-- begin Supplied data --

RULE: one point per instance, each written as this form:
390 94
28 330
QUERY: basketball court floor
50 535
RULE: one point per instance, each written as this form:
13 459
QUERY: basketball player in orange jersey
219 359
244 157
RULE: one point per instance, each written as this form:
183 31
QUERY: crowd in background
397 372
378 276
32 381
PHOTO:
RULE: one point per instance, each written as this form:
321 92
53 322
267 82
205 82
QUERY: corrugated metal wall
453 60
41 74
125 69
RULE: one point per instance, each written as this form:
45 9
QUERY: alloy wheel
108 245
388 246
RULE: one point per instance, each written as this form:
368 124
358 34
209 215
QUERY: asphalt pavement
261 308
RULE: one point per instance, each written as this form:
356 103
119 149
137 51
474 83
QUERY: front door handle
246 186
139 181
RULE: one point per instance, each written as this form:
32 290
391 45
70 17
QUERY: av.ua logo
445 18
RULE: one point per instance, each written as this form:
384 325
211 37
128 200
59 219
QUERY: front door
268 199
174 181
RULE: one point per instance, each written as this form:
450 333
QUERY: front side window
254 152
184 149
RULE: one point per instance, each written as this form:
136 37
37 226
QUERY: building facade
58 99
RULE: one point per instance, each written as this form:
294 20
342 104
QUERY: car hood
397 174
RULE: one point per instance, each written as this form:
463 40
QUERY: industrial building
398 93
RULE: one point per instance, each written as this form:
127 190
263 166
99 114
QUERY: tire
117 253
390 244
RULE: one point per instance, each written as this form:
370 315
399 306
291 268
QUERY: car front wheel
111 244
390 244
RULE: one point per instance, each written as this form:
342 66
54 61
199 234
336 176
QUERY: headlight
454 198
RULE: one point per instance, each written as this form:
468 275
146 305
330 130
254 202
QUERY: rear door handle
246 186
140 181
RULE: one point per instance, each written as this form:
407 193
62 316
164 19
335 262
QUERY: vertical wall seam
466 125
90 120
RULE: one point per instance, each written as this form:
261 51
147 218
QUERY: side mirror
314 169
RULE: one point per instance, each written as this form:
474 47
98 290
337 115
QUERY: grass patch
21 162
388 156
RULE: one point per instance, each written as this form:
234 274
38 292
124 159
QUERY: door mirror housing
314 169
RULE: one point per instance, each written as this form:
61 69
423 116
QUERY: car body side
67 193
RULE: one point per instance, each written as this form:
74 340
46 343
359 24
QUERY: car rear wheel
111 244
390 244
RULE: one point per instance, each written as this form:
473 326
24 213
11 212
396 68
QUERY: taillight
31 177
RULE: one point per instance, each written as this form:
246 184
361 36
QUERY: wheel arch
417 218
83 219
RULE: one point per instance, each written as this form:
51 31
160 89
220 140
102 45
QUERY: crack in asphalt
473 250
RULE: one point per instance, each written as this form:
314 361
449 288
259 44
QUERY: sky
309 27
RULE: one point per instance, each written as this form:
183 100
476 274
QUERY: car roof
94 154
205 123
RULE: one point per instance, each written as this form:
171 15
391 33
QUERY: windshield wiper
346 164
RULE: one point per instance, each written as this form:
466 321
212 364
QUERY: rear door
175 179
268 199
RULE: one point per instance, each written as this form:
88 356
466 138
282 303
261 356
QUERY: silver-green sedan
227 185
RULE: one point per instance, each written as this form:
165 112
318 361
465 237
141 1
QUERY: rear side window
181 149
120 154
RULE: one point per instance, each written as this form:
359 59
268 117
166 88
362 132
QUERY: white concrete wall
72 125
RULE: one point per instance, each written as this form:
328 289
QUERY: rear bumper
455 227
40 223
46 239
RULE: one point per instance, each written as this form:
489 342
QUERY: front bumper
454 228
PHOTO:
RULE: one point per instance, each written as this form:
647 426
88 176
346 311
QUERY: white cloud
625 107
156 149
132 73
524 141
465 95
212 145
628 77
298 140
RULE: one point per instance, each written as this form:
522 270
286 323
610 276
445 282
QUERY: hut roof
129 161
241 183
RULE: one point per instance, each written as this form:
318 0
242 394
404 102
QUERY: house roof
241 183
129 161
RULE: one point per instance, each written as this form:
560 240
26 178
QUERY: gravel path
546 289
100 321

-- end Supplied data --

→ The request: Copy out the whole listing exactly.

→ Answer below:
RULE: one point per instance, each written as this form:
390 94
28 330
QUERY: basketball court floor
50 535
RULE: one point per instance, each written as this form:
13 459
QUERY: basketball player in orange jersey
219 359
244 157
RULE: one point per instance, each written as this form:
183 31
QUERY: crowd in background
397 372
378 276
32 381
PHOTO:
RULE: one point per instance, each written as this form:
321 92
53 322
267 82
205 82
QUERY: corrugated metal wall
453 60
41 74
125 69
RULE: one point per instance, each written as this form:
45 9
QUERY: alloy wheel
108 245
388 246
RULE: one point per instance, each written as this form:
368 124
358 34
209 215
QUERY: asphalt pavement
261 308
RULE: one point per instance, each written as this form:
356 103
119 149
137 51
474 83
QUERY: front door handle
246 186
139 181
RULE: one point per instance, each written as this form:
32 290
391 45
70 17
QUERY: av.ua logo
445 18
RULE: one point per instance, each written as this form:
384 325
211 37
128 200
59 219
QUERY: front door
268 199
174 181
RULE: one point per instance, each written as this form:
450 333
QUERY: front side window
254 152
184 149
RULE: one point per instance, each written as this form:
136 37
37 226
QUERY: building facade
58 99
RULE: one point per instance, each written as this form:
294 20
342 104
QUERY: car hood
397 174
RULE: one point per instance, each written as this form:
463 40
QUERY: industrial building
398 93
RULE: one point per instance, each written as this form:
127 190
263 166
99 114
QUERY: tire
117 253
390 244
RULE: one point per instance, each written as this form:
370 315
399 306
291 268
QUERY: car front wheel
111 244
390 244
RULE: one point per instance, each written as this form:
342 66
54 61
199 234
336 176
QUERY: headlight
454 198
RULE: one point per instance, each written as this form:
468 275
146 305
330 130
254 202
QUERY: rear door handle
246 186
140 181
RULE: one point per instance, each written as this form:
407 193
62 316
164 19
335 262
QUERY: vertical wall seam
466 125
90 120
RULE: one point per instance, each written as this form:
261 51
147 218
QUERY: side mirror
314 169
RULE: one point per instance, each written as this form:
474 47
98 290
337 115
QUERY: grass patch
21 162
388 156
RULE: one point per instance, each written as this form:
234 274
38 292
124 159
QUERY: door mirror housing
314 169
RULE: one point per instance, each written as this form:
61 69
423 116
QUERY: car body side
67 193
RULE: one point per instance, each written as this form:
74 340
46 343
359 24
QUERY: car rear wheel
111 244
390 244
RULE: one point per instance, each written as this form:
473 326
24 213
11 212
396 68
QUERY: taillight
31 177
RULE: one point per instance, each written as this form:
246 184
361 36
QUERY: wheel arch
417 218
83 219
RULE: one point per instance, each written as this form:
51 31
160 89
220 140
102 45
QUERY: crack in asphalt
473 250
RULE: one point per instance, each written as this form:
314 361
449 288
259 44
QUERY: sky
309 27
RULE: one point per instance, each written as this form:
183 100
476 274
QUERY: car roof
94 154
205 123
RULE: one point per instance, each written as this form:
171 15
391 33
QUERY: windshield wiper
346 164
RULE: one point per instance, each written as this form:
466 321
212 364
QUERY: rear door
175 179
268 199
RULE: one point per instance, each written as this form:
88 356
466 138
282 303
261 356
QUERY: silver-green sedan
227 185
RULE: one point per instance, each written as this form:
165 112
318 361
465 237
141 1
QUERY: rear side window
181 149
120 154
RULE: one point per instance, each written as this form:
359 59
268 117
166 88
362 132
QUERY: white concrete wall
72 125
RULE: one point per instance, each written as this form:
328 289
QUERY: rear bumper
455 227
40 223
46 239
RULE: one point per instance, each written as this form:
489 342
QUERY: front bumper
454 228
PHOTO:
RULE: one point per instance, each written as this form:
647 426
88 176
346 311
QUERY: white cloud
625 107
156 149
132 73
524 141
465 95
212 145
628 77
298 140
RULE: one point per instance, each written as this form:
522 270
286 323
610 276
445 282
QUERY: hut roof
129 161
241 183
RULE: one point per instance, each written as this form:
318 0
242 394
404 102
QUERY: house roof
241 183
129 161
RULE: one point per instance, each written as this form:
560 240
26 178
QUERY: gravel path
546 289
100 321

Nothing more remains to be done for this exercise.